▶ [Problem]: Reproduce word for word the part of the Short Strand transcript below, everything from "McGUINNESS: Well I" down to "difficulty in Belfast.".
* START Text segment *
WATSON; The problem for the government
is that, unlike those politicians who are close to the Loyalist paramilitaries,
Sinn Fein sit on the Northern Ireland Executive, so declaring the IRA cease-fire
over could be tantamount to declaring that the peace process is over; the
Short Strand area is of strong symbolic significance to Republicans; a
nascent Provisional IRA carried out one of its first ever actions in the
grounds of St Matthews church thirty two years ago when three Protestants,
they say were part of a marauding mob were killed. Now, after two acts
of decommissioning, the IRA may be keen to prove that they haven't abandoned
Catholic communities under siege, but Sinn Fein say it's just ordinary
householders protecting their property
McGUINNESS; Whenever homes are being blast
bombed, paint bombed, petrol bombed, shot at by Loyalists, people come
climbing over walls and into communities, the people come onto the streets
and defend their community. No Republican involvement anywhere in the
world. That would have happened anywhere in the world. People have a right
to defend themselves against this aggression, now really - really what
WATSON: Are the IRA effectively
defending their own community?
McGUINNESS: Well I don't know what
the IRA are doing. I - I am dealing with the root of the difficulty here,
and take it from me the IRA are not the root of difficulty in Belfast.
* END Text segment *
* START Material provided *
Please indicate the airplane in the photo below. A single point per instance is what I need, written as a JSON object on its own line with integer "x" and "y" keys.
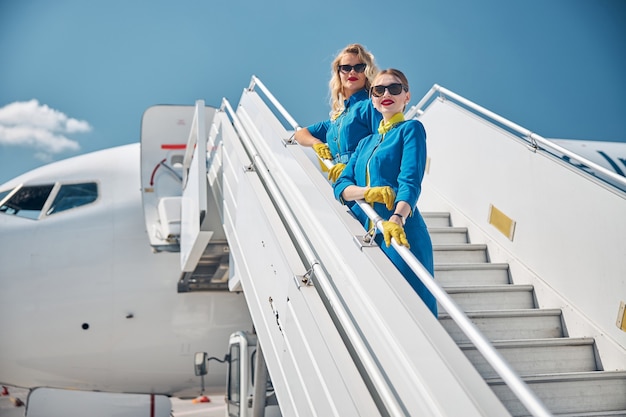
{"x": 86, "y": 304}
* END Material provided *
* START Material provided *
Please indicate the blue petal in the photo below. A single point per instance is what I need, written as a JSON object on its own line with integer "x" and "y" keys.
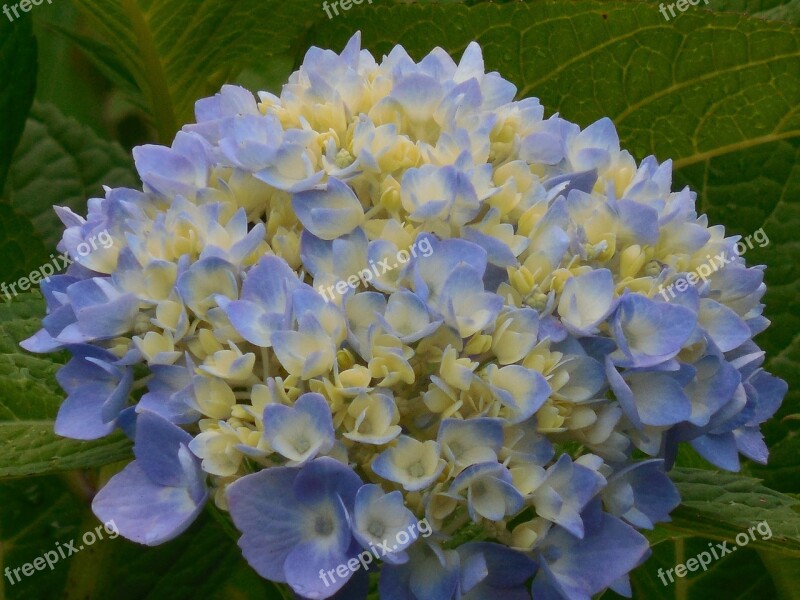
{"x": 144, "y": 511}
* END Material provided *
▶ [Finished exercise]:
McGUINNESS: Well I don't know what
the IRA are doing. I - I am dealing with the root of the difficulty here,
and take it from me the IRA are not the root of difficulty in Belfast.